*WHAT THE EXERCISE ASKS*: Make an exact copy of the data below, leaving out every picture.
○ ○ ○ ○ ○ ○ ○
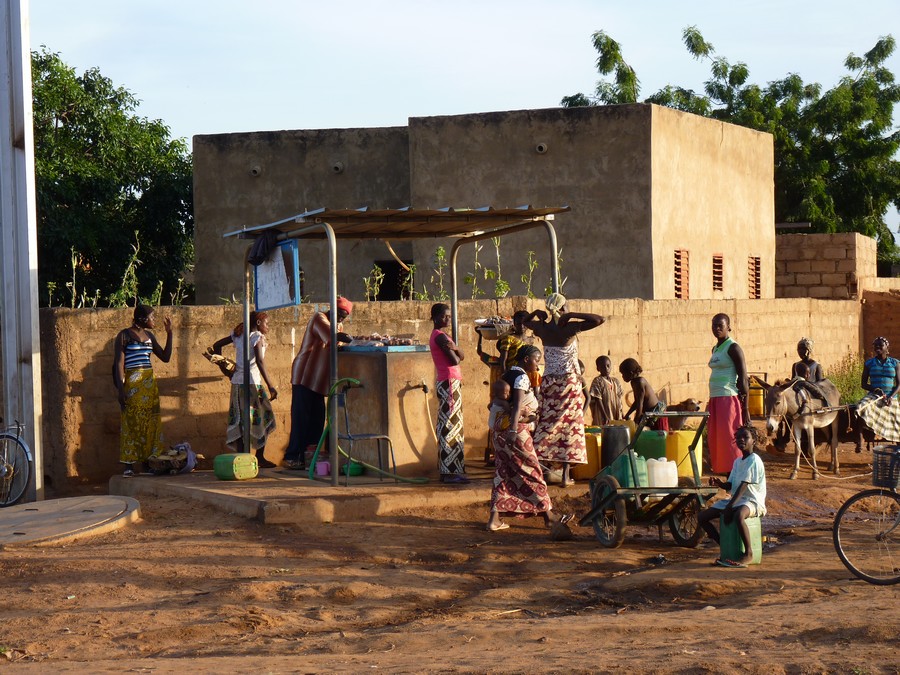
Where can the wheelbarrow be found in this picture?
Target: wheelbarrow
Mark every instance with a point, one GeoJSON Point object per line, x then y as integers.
{"type": "Point", "coordinates": [618, 496]}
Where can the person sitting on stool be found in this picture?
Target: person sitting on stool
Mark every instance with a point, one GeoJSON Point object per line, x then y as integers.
{"type": "Point", "coordinates": [747, 485]}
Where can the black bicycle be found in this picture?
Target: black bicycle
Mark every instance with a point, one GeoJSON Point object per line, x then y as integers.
{"type": "Point", "coordinates": [15, 465]}
{"type": "Point", "coordinates": [866, 528]}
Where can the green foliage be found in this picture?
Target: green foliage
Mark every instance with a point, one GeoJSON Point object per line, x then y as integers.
{"type": "Point", "coordinates": [847, 377]}
{"type": "Point", "coordinates": [373, 283]}
{"type": "Point", "coordinates": [835, 152]}
{"type": "Point", "coordinates": [102, 173]}
{"type": "Point", "coordinates": [528, 277]}
{"type": "Point", "coordinates": [438, 271]}
{"type": "Point", "coordinates": [471, 278]}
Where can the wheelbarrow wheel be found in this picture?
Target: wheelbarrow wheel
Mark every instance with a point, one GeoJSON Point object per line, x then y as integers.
{"type": "Point", "coordinates": [684, 523]}
{"type": "Point", "coordinates": [609, 525]}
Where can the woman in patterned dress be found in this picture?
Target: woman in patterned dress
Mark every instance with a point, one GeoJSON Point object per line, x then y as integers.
{"type": "Point", "coordinates": [141, 435]}
{"type": "Point", "coordinates": [559, 435]}
{"type": "Point", "coordinates": [447, 356]}
{"type": "Point", "coordinates": [519, 488]}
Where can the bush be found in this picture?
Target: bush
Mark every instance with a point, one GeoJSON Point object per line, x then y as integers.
{"type": "Point", "coordinates": [847, 377]}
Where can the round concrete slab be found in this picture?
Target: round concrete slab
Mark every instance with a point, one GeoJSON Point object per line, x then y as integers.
{"type": "Point", "coordinates": [59, 520]}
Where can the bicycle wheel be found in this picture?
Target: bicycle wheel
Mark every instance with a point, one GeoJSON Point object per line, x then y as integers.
{"type": "Point", "coordinates": [683, 523]}
{"type": "Point", "coordinates": [867, 536]}
{"type": "Point", "coordinates": [609, 526]}
{"type": "Point", "coordinates": [15, 469]}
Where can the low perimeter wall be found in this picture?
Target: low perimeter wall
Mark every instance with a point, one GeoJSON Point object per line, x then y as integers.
{"type": "Point", "coordinates": [670, 338]}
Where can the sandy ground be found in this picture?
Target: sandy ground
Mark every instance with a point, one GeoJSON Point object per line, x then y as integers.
{"type": "Point", "coordinates": [431, 591]}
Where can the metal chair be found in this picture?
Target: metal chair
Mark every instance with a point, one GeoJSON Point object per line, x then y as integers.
{"type": "Point", "coordinates": [351, 438]}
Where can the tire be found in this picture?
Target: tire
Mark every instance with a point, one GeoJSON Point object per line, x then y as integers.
{"type": "Point", "coordinates": [867, 536]}
{"type": "Point", "coordinates": [609, 526]}
{"type": "Point", "coordinates": [683, 523]}
{"type": "Point", "coordinates": [15, 470]}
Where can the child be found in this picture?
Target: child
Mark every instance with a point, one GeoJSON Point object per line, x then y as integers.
{"type": "Point", "coordinates": [747, 485]}
{"type": "Point", "coordinates": [605, 394]}
{"type": "Point", "coordinates": [645, 399]}
{"type": "Point", "coordinates": [804, 389]}
{"type": "Point", "coordinates": [499, 407]}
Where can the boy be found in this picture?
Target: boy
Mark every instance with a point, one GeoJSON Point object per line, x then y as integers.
{"type": "Point", "coordinates": [747, 485]}
{"type": "Point", "coordinates": [499, 405]}
{"type": "Point", "coordinates": [645, 399]}
{"type": "Point", "coordinates": [605, 394]}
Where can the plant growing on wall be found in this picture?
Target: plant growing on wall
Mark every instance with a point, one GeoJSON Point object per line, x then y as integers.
{"type": "Point", "coordinates": [472, 277]}
{"type": "Point", "coordinates": [501, 286]}
{"type": "Point", "coordinates": [438, 270]}
{"type": "Point", "coordinates": [528, 277]}
{"type": "Point", "coordinates": [562, 282]}
{"type": "Point", "coordinates": [847, 377]}
{"type": "Point", "coordinates": [373, 282]}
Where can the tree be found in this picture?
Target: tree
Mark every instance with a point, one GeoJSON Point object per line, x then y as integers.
{"type": "Point", "coordinates": [835, 153]}
{"type": "Point", "coordinates": [114, 192]}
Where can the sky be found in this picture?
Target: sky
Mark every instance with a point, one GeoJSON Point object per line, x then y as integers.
{"type": "Point", "coordinates": [209, 67]}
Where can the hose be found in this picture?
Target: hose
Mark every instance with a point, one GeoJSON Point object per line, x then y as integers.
{"type": "Point", "coordinates": [349, 382]}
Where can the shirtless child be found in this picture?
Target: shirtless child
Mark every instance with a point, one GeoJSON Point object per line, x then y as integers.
{"type": "Point", "coordinates": [645, 399]}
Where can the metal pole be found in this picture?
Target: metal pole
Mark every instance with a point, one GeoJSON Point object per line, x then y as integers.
{"type": "Point", "coordinates": [19, 317]}
{"type": "Point", "coordinates": [245, 336]}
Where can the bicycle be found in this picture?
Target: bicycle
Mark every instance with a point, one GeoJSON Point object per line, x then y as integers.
{"type": "Point", "coordinates": [15, 465]}
{"type": "Point", "coordinates": [866, 528]}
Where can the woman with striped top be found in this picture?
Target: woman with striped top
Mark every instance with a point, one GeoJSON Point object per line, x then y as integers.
{"type": "Point", "coordinates": [138, 393]}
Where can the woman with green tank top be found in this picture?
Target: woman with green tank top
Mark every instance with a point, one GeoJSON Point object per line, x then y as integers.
{"type": "Point", "coordinates": [728, 387]}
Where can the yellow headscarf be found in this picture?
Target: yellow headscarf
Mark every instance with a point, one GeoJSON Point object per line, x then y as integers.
{"type": "Point", "coordinates": [555, 302]}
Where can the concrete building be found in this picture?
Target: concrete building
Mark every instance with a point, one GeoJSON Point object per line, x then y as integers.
{"type": "Point", "coordinates": [665, 204]}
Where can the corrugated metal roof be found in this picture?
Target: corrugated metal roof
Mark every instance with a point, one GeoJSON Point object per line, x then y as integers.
{"type": "Point", "coordinates": [404, 223]}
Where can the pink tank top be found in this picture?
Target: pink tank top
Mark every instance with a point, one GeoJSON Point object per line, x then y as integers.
{"type": "Point", "coordinates": [445, 370]}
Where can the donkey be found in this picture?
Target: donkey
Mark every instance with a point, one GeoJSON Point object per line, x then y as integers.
○ ○ ○ ○ ○ ○ ○
*COMPLETE ANSWER*:
Where can the wheelbarrow be found in this picture?
Target: wheelbarrow
Mark every instance with a point, one GeoJSON Point object per line, x then y as integers.
{"type": "Point", "coordinates": [618, 496]}
Where can the person sitting on stool be found in this picture?
Target: person sitting on stool
Mark every instance with a point, one GeoJSON Point object per line, x then y as integers.
{"type": "Point", "coordinates": [747, 485]}
Where can the black bicycle be found in this picture?
Target: black bicycle
Mark every instance with a point, one GeoJSON Point object per line, x then y as integers.
{"type": "Point", "coordinates": [15, 465]}
{"type": "Point", "coordinates": [866, 528]}
Where can the green foliage be found in this picture?
Target: green foliage
Mark every instance with a point, one GeoJSON Point object per line, x then y as integers.
{"type": "Point", "coordinates": [847, 377]}
{"type": "Point", "coordinates": [373, 283]}
{"type": "Point", "coordinates": [835, 152]}
{"type": "Point", "coordinates": [102, 173]}
{"type": "Point", "coordinates": [528, 277]}
{"type": "Point", "coordinates": [438, 271]}
{"type": "Point", "coordinates": [471, 278]}
Where can the wheelbarrow wheel be found in this picture?
Target: wheelbarrow wheel
Mark every instance with a point, one GeoJSON Point object per line, x then y as integers.
{"type": "Point", "coordinates": [684, 523]}
{"type": "Point", "coordinates": [609, 525]}
Where can the woman in patterned dress be found in this picture?
Target: woman in patterned dress
Mark every instance with a point, one GeoJSON Point object per line, x then y as integers.
{"type": "Point", "coordinates": [141, 435]}
{"type": "Point", "coordinates": [559, 435]}
{"type": "Point", "coordinates": [447, 356]}
{"type": "Point", "coordinates": [519, 488]}
Where can the bush be found in this picture?
Target: bush
Mark every instance with a point, one GeoJSON Point object per line, x then y as integers.
{"type": "Point", "coordinates": [847, 377]}
Where can the round concrete slab be found in this picture?
Target: round concrete slab
Mark every instance with a point, one GeoJSON Point object per line, x then y as integers.
{"type": "Point", "coordinates": [59, 520]}
Where can the bicycle wheel be found in this picture?
Target: bicycle wheel
Mark every instance with a point, one GeoJSON Point object per line, x then y as integers.
{"type": "Point", "coordinates": [683, 523]}
{"type": "Point", "coordinates": [867, 536]}
{"type": "Point", "coordinates": [609, 526]}
{"type": "Point", "coordinates": [15, 469]}
Where can the low perimeter wall be found in this picture?
Target: low perimeter wall
Mark every instance with a point, one GeoJSON Point object per line, x then y as integers.
{"type": "Point", "coordinates": [670, 338]}
Where can the sandy ground be found in this picture?
Target: sandy ground
Mark every instance with a point, one GeoJSON Point object per line, x then y as integers.
{"type": "Point", "coordinates": [431, 591]}
Where can the metal chair be found in this picture?
Target: metal chair
Mark every instance with a point, one GeoJSON Point object per line, x then y as integers.
{"type": "Point", "coordinates": [351, 438]}
Where can the tire be found in this picture?
Target: tire
Mark every instance with a point, one GeoJSON Point object per line, x then y as integers.
{"type": "Point", "coordinates": [867, 536]}
{"type": "Point", "coordinates": [609, 526]}
{"type": "Point", "coordinates": [683, 523]}
{"type": "Point", "coordinates": [15, 470]}
Where can the child be found in this picture?
Target: child
Mark every instance with a point, one GeoJSON Point object per line, x then y as integers.
{"type": "Point", "coordinates": [747, 485]}
{"type": "Point", "coordinates": [605, 394]}
{"type": "Point", "coordinates": [645, 399]}
{"type": "Point", "coordinates": [804, 389]}
{"type": "Point", "coordinates": [499, 407]}
Where can the boy be found in this picture?
Target: boy
Mark every instance with a point, one GeoJSON Point object per line, x then y as integers.
{"type": "Point", "coordinates": [747, 485]}
{"type": "Point", "coordinates": [499, 405]}
{"type": "Point", "coordinates": [645, 399]}
{"type": "Point", "coordinates": [605, 394]}
Where can the plant growing on wall be found in this picture?
Target: plant growing on wall
Mark every instance with a point, one GeoJSON Point object per line, x then y as integers.
{"type": "Point", "coordinates": [472, 277]}
{"type": "Point", "coordinates": [501, 286]}
{"type": "Point", "coordinates": [438, 270]}
{"type": "Point", "coordinates": [528, 277]}
{"type": "Point", "coordinates": [562, 282]}
{"type": "Point", "coordinates": [847, 377]}
{"type": "Point", "coordinates": [373, 282]}
Where can the tree be found in this picture?
Target: tree
Mark every instance with a point, one GeoJSON Point object per line, x then y as integers.
{"type": "Point", "coordinates": [835, 153]}
{"type": "Point", "coordinates": [114, 192]}
Where can the sky be found in this picture?
Target: sky
Mark every instance with a point, one GeoJSON Point object per line, x then y as integers.
{"type": "Point", "coordinates": [209, 67]}
Where can the hose be found in this picture?
Target: hose
Mark every instance with a point, one GeoJSON Point object per line, x then y as integers.
{"type": "Point", "coordinates": [349, 382]}
Where can the shirtless child be found in this picture?
Target: shirtless child
Mark every instance with a point, one GeoJSON Point object per line, x then y as integers.
{"type": "Point", "coordinates": [645, 399]}
Where can the metal pole be found in this picture?
Target: metal pole
Mark every instance with a point, one GeoJSON Point object per line, x then y as integers.
{"type": "Point", "coordinates": [19, 317]}
{"type": "Point", "coordinates": [245, 336]}
Where can the bicycle be found in this picture?
Target: bicycle
Mark every instance with a point, one GeoJSON Point object per line, x then y as integers.
{"type": "Point", "coordinates": [15, 465]}
{"type": "Point", "coordinates": [866, 528]}
Where can the woman with striped top be found in this picture?
Target: woman with striped top
Mark every instance with a point, one GeoJSON Point object per line, x then y as integers.
{"type": "Point", "coordinates": [138, 393]}
Where can the woman with green tank top be found in this picture?
Target: woman with green tank top
Mark every instance with a point, one GeoJSON Point object per line, x then y as integers.
{"type": "Point", "coordinates": [728, 387]}
Where can the yellow headscarf be found in this picture?
Target: yellow headscarf
Mark every instance with a point, one GeoJSON Point object per line, x then y as integers.
{"type": "Point", "coordinates": [555, 302]}
Where can the concrete building be found in this picture?
Target: concrete building
Mark every instance with a point, one GeoJSON Point object per line, x then y as integers.
{"type": "Point", "coordinates": [665, 204]}
Where can the corrugated metal roof be found in this picture?
Target: corrugated metal roof
Mark every instance with a point, one GeoJSON Point object per line, x then y as integers.
{"type": "Point", "coordinates": [404, 223]}
Where can the pink tank top be found in this picture?
Target: pink tank top
Mark every instance with a point, one GeoJSON Point object per line, x then y as integers.
{"type": "Point", "coordinates": [445, 370]}
Where can the donkey be found in this picture?
Target: donkey
Mark every instance with a point, one GeoJSON Point object per line, x then y as integers.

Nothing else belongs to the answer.